* DIRECTIONS *
What follows is a set of entries. Repeat them exactly, but not their pictures.

* PROVIDED MATERIAL *
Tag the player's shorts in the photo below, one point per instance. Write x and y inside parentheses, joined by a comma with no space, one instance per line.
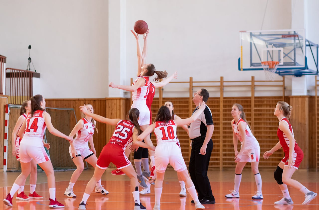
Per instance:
(83,152)
(250,154)
(36,153)
(145,114)
(297,157)
(17,146)
(112,153)
(169,153)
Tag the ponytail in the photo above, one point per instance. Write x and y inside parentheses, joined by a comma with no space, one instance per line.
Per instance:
(36,103)
(133,116)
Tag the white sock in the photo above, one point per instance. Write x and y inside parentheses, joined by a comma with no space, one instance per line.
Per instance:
(52,193)
(285,193)
(158,194)
(14,189)
(85,197)
(304,190)
(21,189)
(237,182)
(71,185)
(98,184)
(152,161)
(192,192)
(182,183)
(32,188)
(258,182)
(136,197)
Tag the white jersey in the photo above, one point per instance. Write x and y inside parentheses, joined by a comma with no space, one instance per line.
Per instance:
(34,130)
(84,134)
(165,132)
(250,138)
(141,93)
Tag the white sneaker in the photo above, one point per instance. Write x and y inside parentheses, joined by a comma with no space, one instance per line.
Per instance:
(182,193)
(100,189)
(309,197)
(258,195)
(157,207)
(284,201)
(199,206)
(69,192)
(145,191)
(233,194)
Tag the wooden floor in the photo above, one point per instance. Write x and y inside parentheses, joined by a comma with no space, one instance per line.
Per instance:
(120,197)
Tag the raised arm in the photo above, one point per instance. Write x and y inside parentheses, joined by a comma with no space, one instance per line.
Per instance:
(166,81)
(18,124)
(98,117)
(52,130)
(191,119)
(140,82)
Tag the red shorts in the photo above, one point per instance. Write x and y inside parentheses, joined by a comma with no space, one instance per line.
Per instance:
(112,153)
(297,157)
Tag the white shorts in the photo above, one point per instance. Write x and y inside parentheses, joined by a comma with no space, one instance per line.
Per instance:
(84,152)
(145,114)
(169,153)
(250,154)
(28,152)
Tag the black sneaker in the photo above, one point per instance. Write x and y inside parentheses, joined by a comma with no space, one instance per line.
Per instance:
(205,201)
(139,206)
(82,205)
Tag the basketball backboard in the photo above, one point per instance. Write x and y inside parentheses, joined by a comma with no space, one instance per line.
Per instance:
(285,46)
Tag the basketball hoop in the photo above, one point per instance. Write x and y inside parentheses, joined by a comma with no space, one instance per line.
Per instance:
(270,68)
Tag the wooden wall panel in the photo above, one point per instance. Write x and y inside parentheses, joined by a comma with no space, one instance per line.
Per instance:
(300,122)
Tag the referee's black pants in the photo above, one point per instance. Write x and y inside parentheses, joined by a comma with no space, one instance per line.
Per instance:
(198,166)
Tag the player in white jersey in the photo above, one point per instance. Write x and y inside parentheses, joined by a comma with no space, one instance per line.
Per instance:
(249,152)
(79,150)
(31,148)
(16,140)
(169,152)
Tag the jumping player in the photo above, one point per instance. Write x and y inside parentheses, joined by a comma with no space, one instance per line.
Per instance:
(79,151)
(114,151)
(293,156)
(169,152)
(249,152)
(31,147)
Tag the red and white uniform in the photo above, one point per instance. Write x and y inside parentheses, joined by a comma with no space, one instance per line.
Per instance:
(31,146)
(18,140)
(139,97)
(114,151)
(284,142)
(250,149)
(167,150)
(80,143)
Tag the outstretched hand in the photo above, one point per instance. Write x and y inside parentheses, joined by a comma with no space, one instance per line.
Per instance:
(135,34)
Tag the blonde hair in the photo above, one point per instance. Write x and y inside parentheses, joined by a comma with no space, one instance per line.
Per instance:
(286,108)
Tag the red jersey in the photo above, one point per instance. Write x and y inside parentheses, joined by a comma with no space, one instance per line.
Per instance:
(123,133)
(284,141)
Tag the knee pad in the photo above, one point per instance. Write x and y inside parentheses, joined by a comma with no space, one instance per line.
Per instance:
(145,153)
(278,175)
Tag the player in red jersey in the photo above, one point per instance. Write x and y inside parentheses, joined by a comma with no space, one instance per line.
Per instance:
(79,151)
(249,151)
(142,96)
(169,152)
(31,148)
(293,156)
(16,140)
(125,132)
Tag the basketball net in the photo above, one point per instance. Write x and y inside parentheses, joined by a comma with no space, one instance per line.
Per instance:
(270,68)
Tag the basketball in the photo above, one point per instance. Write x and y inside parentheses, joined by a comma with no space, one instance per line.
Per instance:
(140,27)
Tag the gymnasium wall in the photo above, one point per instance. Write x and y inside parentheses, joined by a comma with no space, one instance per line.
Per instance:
(69,44)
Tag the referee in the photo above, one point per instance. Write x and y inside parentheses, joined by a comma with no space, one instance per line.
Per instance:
(200,132)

* EXERCISE SOLUTION *
Tag the player's shorts in the photo below, one point per instance. Write x and y inside parentheses, joined by a comma with no space, one instance per line.
Per instance:
(83,152)
(250,154)
(36,153)
(145,114)
(297,157)
(17,146)
(112,153)
(169,153)
Tag the ponytail in the photo above, one point per instance. Write x and y inside parentheses, joined by a comma with no space, one instance per line.
Per instance:
(36,103)
(133,116)
Tag the white sock in the photo above, one point per instance. Write x and y inside parentheses, joined by a comma with no space, one instance per line.
Per instance:
(52,193)
(285,193)
(158,194)
(14,189)
(85,197)
(304,190)
(21,189)
(237,182)
(71,185)
(98,184)
(152,161)
(192,192)
(182,183)
(32,188)
(258,182)
(136,197)
Tag the white jersey in the photo above, one point per instance. Write x and y inside parentheses, joined by a comma with no space, one instance per line.
Per instance:
(34,130)
(84,134)
(165,132)
(250,138)
(141,93)
Tag the white sneaker in the photo above, one point per instance. Write x and y inside parentheses, joined by a comma with no space, one instance per line.
Per instance:
(182,193)
(100,189)
(309,197)
(258,195)
(157,207)
(284,201)
(199,206)
(69,192)
(145,191)
(233,194)
Tag the wooden floor in the photo above, one point per instance. Write x and y inside parentheses, joined by a comma with no space, one instance per line.
Per instance:
(120,197)
Tag the raised arm in the photo above, one point per instance. Write x and y inside parentheses, joined by a comma with no space, one instance per line.
Per instance:
(166,81)
(18,124)
(98,117)
(52,130)
(191,119)
(140,82)
Tag the red shorts in the photo above, one point per instance. Write x and y inside parentheses, joined by a comma with no space, one instance per line.
Per instance:
(112,153)
(297,157)
Tag the white shorts in the photo above, one point per instance. Write x and y inside parentheses, joined by a comma with no space, one instance per line.
Per instance:
(84,152)
(145,114)
(169,153)
(250,154)
(28,152)
Tag the black sneaker in the photo above, one point per instance. Write x and y inside parentheses, joined by a comma with no space, one instance per line.
Per instance:
(205,201)
(139,206)
(82,205)
Tag the basketball backboard in the photo above, one point per instance. Write x and y inside parentheses, joined by a comma with no space, one instance per line.
Per instance:
(285,46)
Tag the basketball hoop in the photo above, one point per instance. Write x and y inside parentheses, joined by a comma with no space, one instance per line.
Per instance:
(270,68)
Tag the wooden wall panel in the photo above, one point per instance. Write x and y inside parentheses, joined by a comma with no space, one instance per line.
Per instance:
(300,122)
Tag the referee's black pants in the photo above, one point per instance. Write x and y inside parentheses, joined by a comma with no space, one instance per line.
Per instance:
(198,166)
Tag the player in white jersey in the photo above, one point per instance. Write x and y inside parentheses, joined by a comma with no space, one instance per line.
Per instance:
(249,152)
(79,150)
(31,148)
(16,140)
(169,152)
Tag the jumping player in the photo above, one point per instance. Write x and y inside parentheses, joined by a comma with no space, one instance per line.
Per instance:
(79,151)
(114,151)
(293,156)
(169,152)
(249,152)
(31,147)
Tag the red and white uniform in the photo above, one point per instance. Write x and y inside parentheses, joined by a comma with no space, one instance per line.
Per instance:
(31,146)
(18,140)
(139,97)
(114,151)
(284,142)
(250,149)
(167,150)
(80,143)
Tag the outstretched hand in the photo above, one point per instance. Write x and y inside parentheses, joined by a comma with no space, one instance per line.
Per instance:
(135,34)
Tag the blonde hair in the photo above, one point per instance. Write x and y inside parentheses, joined by a comma with no space, one instance per line.
Per instance:
(286,108)
Tag the red jersey in the photo above, one point per instance. Write x and y inside parentheses, joined by a comma with no space, one instance per line.
Per instance:
(123,133)
(284,141)
Tag the knee pad in the photo above, one point per instance. Write x and y inside parentheses, joined by a comma with no space, one instance per line.
Per instance:
(145,153)
(278,175)
Tag the player in red jersey in the photo above, one point per instance. Write x and y inside parentheses, joined by a comma with no space, one instance per line.
Per instance:
(79,151)
(249,151)
(142,96)
(169,152)
(31,148)
(293,156)
(16,140)
(125,132)
Tag the basketball net in the photo above, one point per instance. Write x and y inside parentheses, joined by a comma with no space, one instance per line.
Per instance:
(270,68)
Tag the basketball in the photo above, one point per instance. Write x and y inside parentheses, joined by a comma with no space, one instance per line.
Per instance:
(140,27)
Tag the gymnasium wall in the photo above, one point per instance. Write x and y inside parentheses, joined by a comma with no space, one instance per line.
Per instance:
(69,44)
Tag the referee in the photo above, one point per instance. Write x and y inside parentheses, joined by a comma with no space, one instance per line.
Per instance:
(200,132)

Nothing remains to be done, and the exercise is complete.